THE DATA:
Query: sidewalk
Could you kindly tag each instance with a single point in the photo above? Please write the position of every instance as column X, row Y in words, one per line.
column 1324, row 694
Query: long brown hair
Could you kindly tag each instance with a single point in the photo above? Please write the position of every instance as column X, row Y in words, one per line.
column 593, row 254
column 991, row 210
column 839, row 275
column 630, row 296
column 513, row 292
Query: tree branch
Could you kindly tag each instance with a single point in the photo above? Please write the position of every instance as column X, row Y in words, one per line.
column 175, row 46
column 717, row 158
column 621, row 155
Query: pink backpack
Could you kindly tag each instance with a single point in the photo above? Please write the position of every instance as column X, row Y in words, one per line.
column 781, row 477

REQUIRED TASK:
Format every line of the records above as a JSON list of strings, one string per line, with blank lines omitted.

WRITTEN RESPONSE:
[
  "Query: sidewalk",
  "Could you kindly tag each instance with a single point in the photo above? Please write the position of every instance as column X, row Y in words, one per line.",
  "column 1324, row 694",
  "Query: long brown hair",
  "Could you kindly tag each instance with a single point in the photo above? Please write the position of every instance as column X, row Y in words, one per line.",
  "column 593, row 254",
  "column 991, row 210",
  "column 839, row 275",
  "column 630, row 296",
  "column 513, row 292",
  "Query: tree branch",
  "Could you kindly tag each instance with a single point in the photo above? Please write the position of every instance as column X, row Y in words, one per line.",
  "column 175, row 46",
  "column 717, row 158",
  "column 621, row 155",
  "Query: pink backpack",
  "Could you kindly tag each instance with a single point in the photo above? Please write the position of every instance as column X, row Y in words, one per line.",
  "column 781, row 477"
]